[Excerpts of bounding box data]
────
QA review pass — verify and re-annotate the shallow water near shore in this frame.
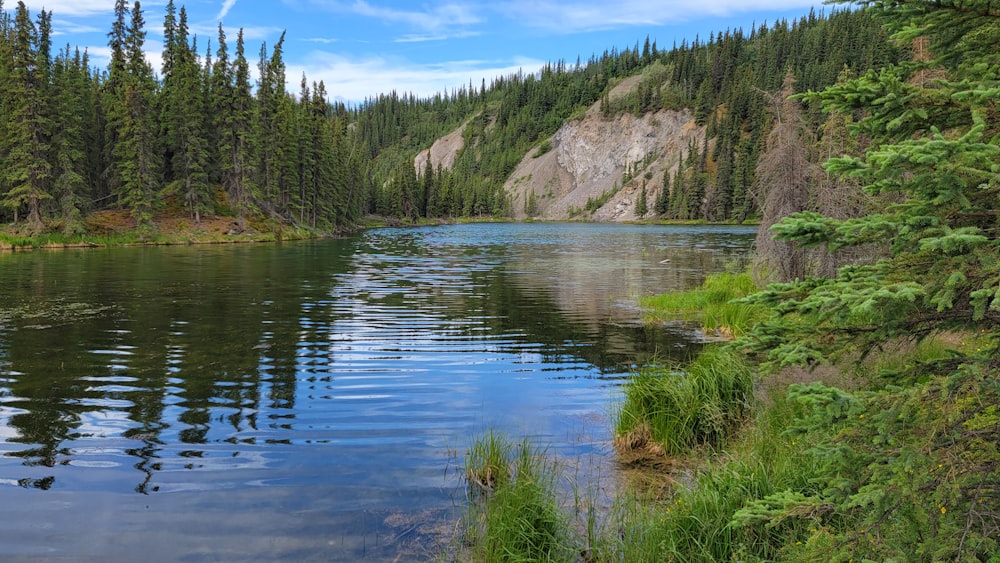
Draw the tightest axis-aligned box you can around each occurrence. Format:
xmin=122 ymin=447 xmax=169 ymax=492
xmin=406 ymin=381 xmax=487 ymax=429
xmin=0 ymin=224 xmax=754 ymax=561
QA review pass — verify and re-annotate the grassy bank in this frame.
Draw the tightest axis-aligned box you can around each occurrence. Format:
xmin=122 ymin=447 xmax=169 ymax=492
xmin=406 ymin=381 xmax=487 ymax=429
xmin=454 ymin=270 xmax=1000 ymax=562
xmin=0 ymin=211 xmax=320 ymax=251
xmin=639 ymin=273 xmax=768 ymax=337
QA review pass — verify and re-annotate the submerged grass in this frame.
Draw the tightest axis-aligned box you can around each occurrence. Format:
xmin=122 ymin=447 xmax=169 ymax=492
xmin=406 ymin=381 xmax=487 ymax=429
xmin=615 ymin=346 xmax=754 ymax=457
xmin=464 ymin=431 xmax=580 ymax=562
xmin=597 ymin=392 xmax=817 ymax=561
xmin=639 ymin=273 xmax=768 ymax=336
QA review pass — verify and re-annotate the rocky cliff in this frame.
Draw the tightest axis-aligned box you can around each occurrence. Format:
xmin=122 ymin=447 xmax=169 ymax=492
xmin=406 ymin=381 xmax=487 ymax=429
xmin=414 ymin=76 xmax=705 ymax=221
xmin=414 ymin=77 xmax=705 ymax=221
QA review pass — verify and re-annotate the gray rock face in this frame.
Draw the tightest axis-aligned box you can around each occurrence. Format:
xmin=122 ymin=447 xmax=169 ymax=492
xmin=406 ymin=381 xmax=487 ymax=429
xmin=504 ymin=100 xmax=704 ymax=221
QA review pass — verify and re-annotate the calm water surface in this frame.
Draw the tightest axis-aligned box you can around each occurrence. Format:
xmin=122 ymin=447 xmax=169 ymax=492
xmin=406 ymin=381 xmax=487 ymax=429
xmin=0 ymin=224 xmax=753 ymax=561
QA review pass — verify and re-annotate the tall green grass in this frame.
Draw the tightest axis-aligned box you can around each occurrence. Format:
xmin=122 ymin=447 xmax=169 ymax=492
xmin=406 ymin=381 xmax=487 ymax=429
xmin=464 ymin=431 xmax=581 ymax=562
xmin=615 ymin=346 xmax=754 ymax=455
xmin=639 ymin=273 xmax=769 ymax=336
xmin=597 ymin=399 xmax=819 ymax=561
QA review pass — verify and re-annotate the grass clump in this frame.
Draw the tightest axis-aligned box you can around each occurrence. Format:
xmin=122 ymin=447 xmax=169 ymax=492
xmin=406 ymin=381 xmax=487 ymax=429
xmin=598 ymin=392 xmax=824 ymax=561
xmin=465 ymin=431 xmax=579 ymax=562
xmin=615 ymin=346 xmax=754 ymax=456
xmin=639 ymin=273 xmax=768 ymax=337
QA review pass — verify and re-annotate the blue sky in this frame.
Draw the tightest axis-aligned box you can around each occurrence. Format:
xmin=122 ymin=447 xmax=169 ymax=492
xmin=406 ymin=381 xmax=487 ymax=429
xmin=19 ymin=0 xmax=831 ymax=103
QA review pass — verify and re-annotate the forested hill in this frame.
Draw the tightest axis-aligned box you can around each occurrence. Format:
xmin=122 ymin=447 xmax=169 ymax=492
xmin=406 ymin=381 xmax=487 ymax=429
xmin=0 ymin=0 xmax=908 ymax=235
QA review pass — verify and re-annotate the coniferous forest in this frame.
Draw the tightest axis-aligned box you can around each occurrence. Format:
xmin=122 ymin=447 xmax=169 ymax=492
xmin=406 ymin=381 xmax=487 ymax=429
xmin=0 ymin=0 xmax=906 ymax=235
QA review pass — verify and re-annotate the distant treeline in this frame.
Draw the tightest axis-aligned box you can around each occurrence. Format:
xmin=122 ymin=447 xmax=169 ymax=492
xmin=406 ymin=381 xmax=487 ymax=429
xmin=0 ymin=0 xmax=901 ymax=233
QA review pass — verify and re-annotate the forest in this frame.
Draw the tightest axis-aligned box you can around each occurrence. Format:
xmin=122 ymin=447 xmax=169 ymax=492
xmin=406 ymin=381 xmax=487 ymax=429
xmin=0 ymin=0 xmax=906 ymax=236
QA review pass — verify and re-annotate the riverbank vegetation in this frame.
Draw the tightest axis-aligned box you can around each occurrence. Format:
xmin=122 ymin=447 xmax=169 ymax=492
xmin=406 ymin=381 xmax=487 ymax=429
xmin=0 ymin=0 xmax=903 ymax=242
xmin=458 ymin=0 xmax=1000 ymax=561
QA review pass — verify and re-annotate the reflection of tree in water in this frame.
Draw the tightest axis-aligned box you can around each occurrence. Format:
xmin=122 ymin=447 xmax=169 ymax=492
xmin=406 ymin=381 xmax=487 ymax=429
xmin=0 ymin=319 xmax=98 ymax=489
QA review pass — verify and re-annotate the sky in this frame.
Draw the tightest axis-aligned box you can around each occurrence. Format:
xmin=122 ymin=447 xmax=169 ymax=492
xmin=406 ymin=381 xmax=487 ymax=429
xmin=15 ymin=0 xmax=831 ymax=105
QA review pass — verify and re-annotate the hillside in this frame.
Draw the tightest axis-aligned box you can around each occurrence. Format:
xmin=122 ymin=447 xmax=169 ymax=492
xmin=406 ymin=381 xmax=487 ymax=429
xmin=0 ymin=3 xmax=908 ymax=238
xmin=384 ymin=7 xmax=905 ymax=225
xmin=504 ymin=79 xmax=705 ymax=221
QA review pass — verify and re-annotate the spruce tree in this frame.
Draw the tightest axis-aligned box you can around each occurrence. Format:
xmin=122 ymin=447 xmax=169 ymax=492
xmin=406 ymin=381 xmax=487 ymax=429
xmin=635 ymin=181 xmax=649 ymax=219
xmin=113 ymin=1 xmax=162 ymax=232
xmin=738 ymin=0 xmax=1000 ymax=561
xmin=0 ymin=2 xmax=52 ymax=232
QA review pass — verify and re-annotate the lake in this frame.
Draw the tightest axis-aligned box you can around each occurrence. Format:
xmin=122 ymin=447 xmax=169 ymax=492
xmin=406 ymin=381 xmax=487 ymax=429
xmin=0 ymin=223 xmax=755 ymax=561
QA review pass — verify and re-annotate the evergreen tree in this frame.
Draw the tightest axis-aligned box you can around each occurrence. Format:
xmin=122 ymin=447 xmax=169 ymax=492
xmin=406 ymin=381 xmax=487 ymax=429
xmin=212 ymin=24 xmax=256 ymax=230
xmin=653 ymin=168 xmax=670 ymax=215
xmin=635 ymin=182 xmax=649 ymax=219
xmin=52 ymin=45 xmax=90 ymax=235
xmin=162 ymin=6 xmax=212 ymax=223
xmin=0 ymin=2 xmax=52 ymax=232
xmin=113 ymin=1 xmax=162 ymax=232
xmin=743 ymin=0 xmax=1000 ymax=561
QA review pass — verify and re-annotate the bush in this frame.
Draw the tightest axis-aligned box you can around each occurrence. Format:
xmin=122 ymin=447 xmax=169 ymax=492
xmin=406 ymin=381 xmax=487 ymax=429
xmin=615 ymin=346 xmax=753 ymax=455
xmin=465 ymin=431 xmax=578 ymax=561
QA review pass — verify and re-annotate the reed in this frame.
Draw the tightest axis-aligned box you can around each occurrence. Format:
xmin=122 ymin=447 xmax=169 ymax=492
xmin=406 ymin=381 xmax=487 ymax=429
xmin=596 ymin=399 xmax=820 ymax=561
xmin=615 ymin=346 xmax=754 ymax=456
xmin=464 ymin=430 xmax=581 ymax=562
xmin=639 ymin=273 xmax=769 ymax=337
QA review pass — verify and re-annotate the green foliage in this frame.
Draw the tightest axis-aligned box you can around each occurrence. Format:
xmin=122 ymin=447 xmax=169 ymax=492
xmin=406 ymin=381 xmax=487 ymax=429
xmin=615 ymin=346 xmax=754 ymax=454
xmin=639 ymin=273 xmax=769 ymax=336
xmin=583 ymin=184 xmax=619 ymax=213
xmin=466 ymin=431 xmax=577 ymax=562
xmin=728 ymin=1 xmax=1000 ymax=561
xmin=598 ymin=397 xmax=829 ymax=561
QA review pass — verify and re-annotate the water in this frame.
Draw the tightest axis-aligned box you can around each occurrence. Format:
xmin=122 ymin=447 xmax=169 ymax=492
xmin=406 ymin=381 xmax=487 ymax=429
xmin=0 ymin=224 xmax=753 ymax=561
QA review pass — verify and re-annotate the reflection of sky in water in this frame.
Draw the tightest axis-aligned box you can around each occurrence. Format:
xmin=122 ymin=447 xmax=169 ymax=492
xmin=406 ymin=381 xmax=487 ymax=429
xmin=0 ymin=225 xmax=752 ymax=560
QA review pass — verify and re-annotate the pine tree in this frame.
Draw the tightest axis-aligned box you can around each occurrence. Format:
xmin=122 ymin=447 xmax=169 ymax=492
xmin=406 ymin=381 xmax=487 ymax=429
xmin=742 ymin=0 xmax=1000 ymax=561
xmin=212 ymin=24 xmax=256 ymax=230
xmin=0 ymin=2 xmax=52 ymax=232
xmin=635 ymin=181 xmax=649 ymax=219
xmin=113 ymin=1 xmax=162 ymax=232
xmin=653 ymin=168 xmax=670 ymax=215
xmin=162 ymin=6 xmax=212 ymax=223
xmin=52 ymin=45 xmax=90 ymax=235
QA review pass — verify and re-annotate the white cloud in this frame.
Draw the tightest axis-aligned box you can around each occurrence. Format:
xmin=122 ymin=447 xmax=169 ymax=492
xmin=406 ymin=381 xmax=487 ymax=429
xmin=494 ymin=0 xmax=822 ymax=33
xmin=350 ymin=0 xmax=482 ymax=31
xmin=287 ymin=52 xmax=545 ymax=103
xmin=19 ymin=0 xmax=111 ymax=16
xmin=215 ymin=0 xmax=236 ymax=21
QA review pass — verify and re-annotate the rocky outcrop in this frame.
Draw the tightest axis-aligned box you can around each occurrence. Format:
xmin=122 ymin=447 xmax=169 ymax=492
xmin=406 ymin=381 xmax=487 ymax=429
xmin=413 ymin=121 xmax=469 ymax=174
xmin=504 ymin=82 xmax=705 ymax=221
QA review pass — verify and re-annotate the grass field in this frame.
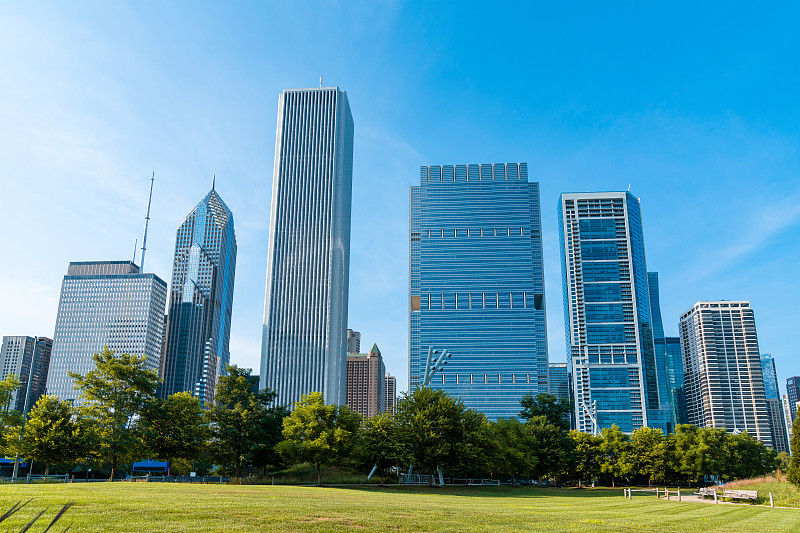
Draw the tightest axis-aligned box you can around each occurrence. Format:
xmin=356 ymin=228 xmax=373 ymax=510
xmin=0 ymin=483 xmax=800 ymax=533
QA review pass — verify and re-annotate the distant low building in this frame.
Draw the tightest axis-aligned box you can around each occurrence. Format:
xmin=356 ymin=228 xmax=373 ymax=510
xmin=383 ymin=372 xmax=397 ymax=415
xmin=345 ymin=344 xmax=386 ymax=418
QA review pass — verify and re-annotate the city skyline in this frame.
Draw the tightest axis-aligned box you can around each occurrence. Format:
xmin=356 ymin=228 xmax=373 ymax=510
xmin=0 ymin=4 xmax=800 ymax=396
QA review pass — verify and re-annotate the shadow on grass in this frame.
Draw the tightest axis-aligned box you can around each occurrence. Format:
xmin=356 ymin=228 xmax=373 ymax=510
xmin=328 ymin=485 xmax=622 ymax=498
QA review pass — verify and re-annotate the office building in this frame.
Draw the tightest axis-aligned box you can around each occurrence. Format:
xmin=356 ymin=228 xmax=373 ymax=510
xmin=47 ymin=261 xmax=167 ymax=403
xmin=159 ymin=185 xmax=236 ymax=405
xmin=647 ymin=272 xmax=686 ymax=433
xmin=260 ymin=87 xmax=353 ymax=405
xmin=409 ymin=163 xmax=548 ymax=420
xmin=383 ymin=373 xmax=397 ymax=415
xmin=786 ymin=376 xmax=800 ymax=412
xmin=559 ymin=192 xmax=671 ymax=433
xmin=347 ymin=329 xmax=361 ymax=353
xmin=761 ymin=353 xmax=789 ymax=453
xmin=547 ymin=363 xmax=570 ymax=401
xmin=345 ymin=344 xmax=386 ymax=419
xmin=679 ymin=301 xmax=773 ymax=446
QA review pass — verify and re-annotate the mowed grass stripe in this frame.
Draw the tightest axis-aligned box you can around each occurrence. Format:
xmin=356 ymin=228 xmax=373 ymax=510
xmin=0 ymin=483 xmax=800 ymax=533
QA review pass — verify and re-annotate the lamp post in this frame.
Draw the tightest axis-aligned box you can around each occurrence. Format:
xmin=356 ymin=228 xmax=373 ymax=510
xmin=11 ymin=337 xmax=39 ymax=483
────
* **WHAT THIS TASK INVOLVES**: Please copy out the data word for word, from the line with "QA review pass — verify and re-annotate the white" to the line with "xmin=328 ymin=485 xmax=622 ymax=498", both of those lines included. Leave the pictures out of your copy.

* **RESPONSE**:
QA review pass — verify and re-annotate the white cloud in this frame.
Draw the tightest axis-aligned box you can around each occurrence. Format:
xmin=122 ymin=447 xmax=169 ymax=492
xmin=406 ymin=381 xmax=487 ymax=429
xmin=494 ymin=0 xmax=822 ymax=33
xmin=350 ymin=0 xmax=482 ymax=31
xmin=287 ymin=52 xmax=545 ymax=103
xmin=19 ymin=0 xmax=111 ymax=16
xmin=215 ymin=0 xmax=236 ymax=21
QA review pass — verify and re-annotate the rocky outcrop in this frame.
Draw the tightest axis-aligned box you can around each occurrence. Format:
xmin=122 ymin=447 xmax=169 ymax=492
xmin=406 ymin=381 xmax=487 ymax=429
xmin=413 ymin=121 xmax=469 ymax=174
xmin=504 ymin=82 xmax=705 ymax=221
QA review pass — verify and re-annotate the grass field in this frame.
Draw the tightest axis-aligned box you can around each occurrence. Format:
xmin=356 ymin=228 xmax=373 ymax=510
xmin=0 ymin=483 xmax=800 ymax=533
QA review pass — verify and re-annotate the distant low building in this frame.
Draw the tightest axis-aligned box you can around each occurrence. Format:
xmin=356 ymin=228 xmax=373 ymax=510
xmin=383 ymin=372 xmax=397 ymax=415
xmin=345 ymin=344 xmax=386 ymax=418
QA review pass — verify and re-annotate the city skyline in this frame.
Draw the tightest axis-aligned box you can around each occurrence. Format:
xmin=356 ymin=228 xmax=373 ymax=510
xmin=0 ymin=4 xmax=800 ymax=396
QA review pass — verify and re-annotate the shadow on grass in this frame.
Draw the tightest axis-aligned box you can around each occurrence. Format:
xmin=356 ymin=228 xmax=373 ymax=510
xmin=328 ymin=485 xmax=622 ymax=498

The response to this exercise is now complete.